**GIVEN PROBLEM**
Transcribe the data in full and exactly, omitting any pictures.

--- RECORDS FOR THE EXERCISE ---

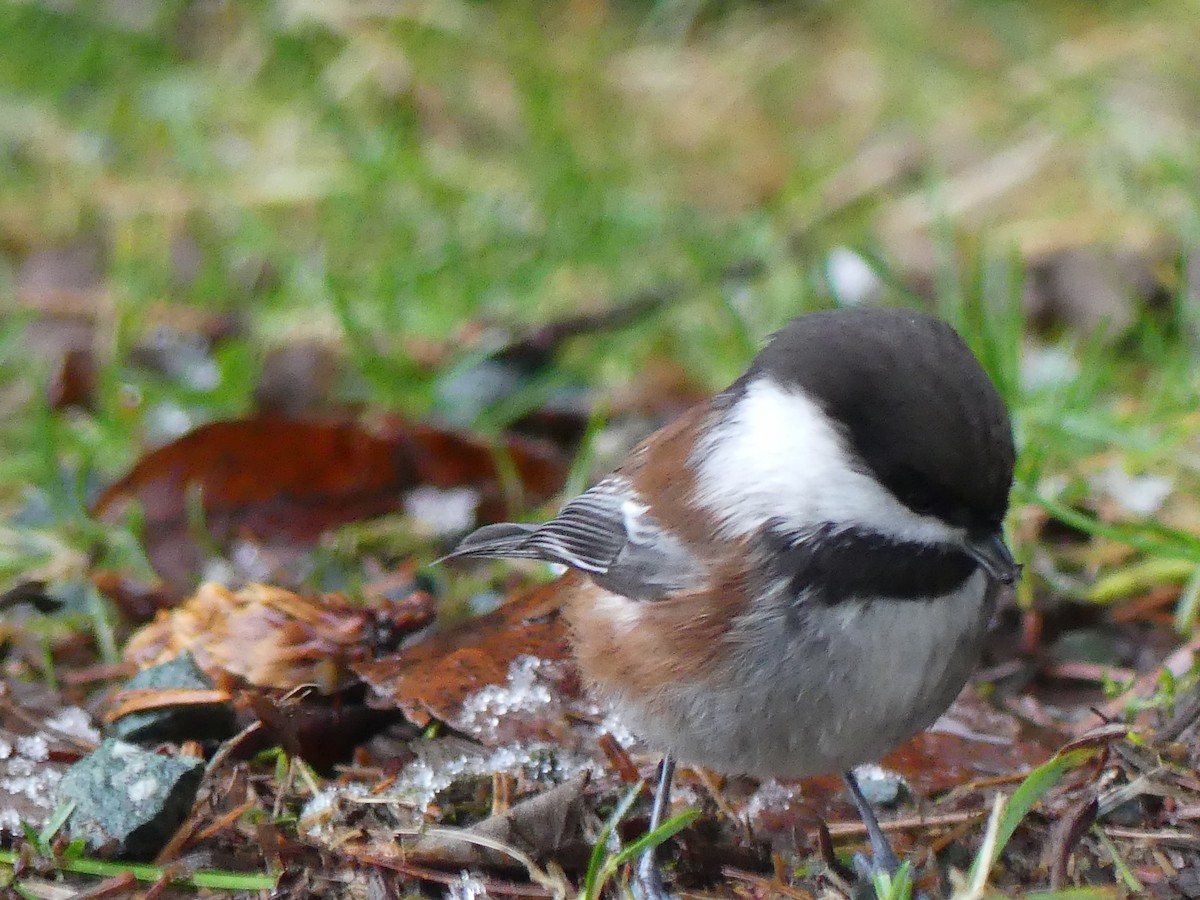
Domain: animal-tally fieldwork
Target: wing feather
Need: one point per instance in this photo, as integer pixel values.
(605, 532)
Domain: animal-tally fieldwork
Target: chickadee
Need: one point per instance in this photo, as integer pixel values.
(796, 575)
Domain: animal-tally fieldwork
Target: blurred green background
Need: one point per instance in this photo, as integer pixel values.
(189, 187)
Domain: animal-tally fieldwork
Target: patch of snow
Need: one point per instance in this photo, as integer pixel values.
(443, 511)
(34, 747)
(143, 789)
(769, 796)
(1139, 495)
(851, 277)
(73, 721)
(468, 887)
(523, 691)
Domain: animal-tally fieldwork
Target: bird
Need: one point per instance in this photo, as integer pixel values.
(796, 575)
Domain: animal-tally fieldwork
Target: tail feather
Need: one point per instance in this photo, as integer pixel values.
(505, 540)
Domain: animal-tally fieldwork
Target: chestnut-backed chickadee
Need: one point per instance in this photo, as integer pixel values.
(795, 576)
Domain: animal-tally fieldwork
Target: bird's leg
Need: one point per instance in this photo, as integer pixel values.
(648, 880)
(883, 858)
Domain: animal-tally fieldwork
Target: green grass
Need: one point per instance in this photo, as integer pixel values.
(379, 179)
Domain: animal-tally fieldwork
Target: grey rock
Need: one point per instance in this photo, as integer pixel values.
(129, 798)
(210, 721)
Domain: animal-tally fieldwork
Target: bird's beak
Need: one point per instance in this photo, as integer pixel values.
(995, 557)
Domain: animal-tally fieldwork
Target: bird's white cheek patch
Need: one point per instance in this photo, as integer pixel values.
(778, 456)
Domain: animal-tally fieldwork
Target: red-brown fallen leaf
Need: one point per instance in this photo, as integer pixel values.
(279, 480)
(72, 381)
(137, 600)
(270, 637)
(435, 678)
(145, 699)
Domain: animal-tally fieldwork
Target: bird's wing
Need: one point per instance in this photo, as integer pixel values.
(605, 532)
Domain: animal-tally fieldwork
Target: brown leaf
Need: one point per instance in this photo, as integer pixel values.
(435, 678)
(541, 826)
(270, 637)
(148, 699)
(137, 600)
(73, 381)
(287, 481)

---

**SOLUTION FOR THIS EXERCISE**
Domain: animal-tally fieldwork
Target: wing feather
Need: one point per instance in this photo, as integer pixel values.
(605, 532)
Domain: animal-tally fieldwork
Target: chickadee
Need: one point per instance in this photo, as integer pixel values.
(796, 575)
Domain: animal-tally fieldwork
Target: blurred green background
Need: one point per instance in this photo, as integer pixel values.
(189, 187)
Domain: animal-tally fieldwork
Target: patch of snow
Need: one point per instance in this photo, as integer pixel values.
(443, 511)
(34, 747)
(143, 789)
(769, 796)
(1139, 495)
(851, 277)
(73, 721)
(468, 887)
(523, 691)
Domain: animal-tally fieldwork
Target: bird
Need: one point per instance in this photo, as integer pixel values.
(796, 575)
Domain: animal-tally fieldwork
Target: tail feather
Need: one point per instance in this photo, as integer pixel values.
(505, 540)
Domain: animal-tally fieldwork
Target: chestnut-backed chickadee
Need: one point per instance in this photo, as integer pixel values.
(795, 576)
Domain: animal-tally fieldwork
Target: bird's leg
Need: one point per instance in this photo, as integer pixel values.
(648, 880)
(883, 858)
Domain: animal-tally fieldwork
Target: green grass
Need: one point per instance in this photo, as integer pixel values.
(379, 179)
Domain: animal-tally fieldwork
Target: grey rock
Need: one point per instance in this photo, as integer pixel values.
(129, 798)
(210, 721)
Domain: animal-tally fieldwork
Target: bird's beak
Need: one point per instance in this photo, as integer pixel values.
(995, 557)
Domain: animal-tally fieldwork
Target: bird's white cheek patch
Need: one point per instance in this photo, as integer pixel values.
(778, 456)
Domain: animal-tally fieldwork
Target: red-brown fallen leaf
Need: one point per instance in this photo, as integer pixel values.
(279, 480)
(72, 381)
(137, 600)
(270, 637)
(435, 678)
(145, 699)
Domain: animal-tally fieldwork
Target: bird's wing
Need: one point per instance in this photo, as integer pixel values.
(605, 532)
Domain: animal-tally fieldwork
Target: brown leaf
Need: one point per instance in this photo, as integer pixel values.
(435, 678)
(541, 826)
(270, 637)
(148, 699)
(137, 600)
(73, 381)
(287, 481)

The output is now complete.